## [Materials provided]
* Start *

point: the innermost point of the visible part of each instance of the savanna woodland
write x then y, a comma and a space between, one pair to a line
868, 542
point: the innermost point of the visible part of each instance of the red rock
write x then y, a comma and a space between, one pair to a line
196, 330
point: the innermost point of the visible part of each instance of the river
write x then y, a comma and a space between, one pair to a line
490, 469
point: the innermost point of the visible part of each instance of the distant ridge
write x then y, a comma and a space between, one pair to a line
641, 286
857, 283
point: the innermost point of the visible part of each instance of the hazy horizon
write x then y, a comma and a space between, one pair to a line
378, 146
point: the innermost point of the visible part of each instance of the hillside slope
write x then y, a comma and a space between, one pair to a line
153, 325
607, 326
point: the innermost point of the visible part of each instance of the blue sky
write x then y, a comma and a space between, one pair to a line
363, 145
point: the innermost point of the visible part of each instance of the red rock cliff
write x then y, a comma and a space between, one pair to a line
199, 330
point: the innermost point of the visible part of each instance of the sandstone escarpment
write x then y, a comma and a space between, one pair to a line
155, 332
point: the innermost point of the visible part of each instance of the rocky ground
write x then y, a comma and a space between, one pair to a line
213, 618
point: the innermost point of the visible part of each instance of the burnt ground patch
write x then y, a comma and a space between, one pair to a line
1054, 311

* End *

## [Problem]
Set out the lines above as a Markdown table with the columns "Row" and "Entry", starting at the line that contains "red rock cliff" and ending at the last line. Number each row and omit blank lines.

## [Task solution]
| Row | Entry |
|---|---|
| 1 | point: the innermost point of the visible part of each instance of the red rock cliff |
| 2 | write x then y, a comma and a space between, one pair to a line |
| 3 | 199, 330 |
| 4 | point: the innermost point of the visible part of each instance of the sandstone escarpment |
| 5 | write x then y, a comma and a space between, one pair to a line |
| 6 | 155, 332 |
| 7 | point: the innermost point of the visible part of each instance of the rocky ground |
| 8 | write x then y, a comma and a space between, one pair to a line |
| 9 | 213, 618 |
| 10 | point: the innermost point of the visible part of each instance of the burnt ground patch |
| 11 | write x then y, a comma and a space between, one pair to a line |
| 12 | 1054, 311 |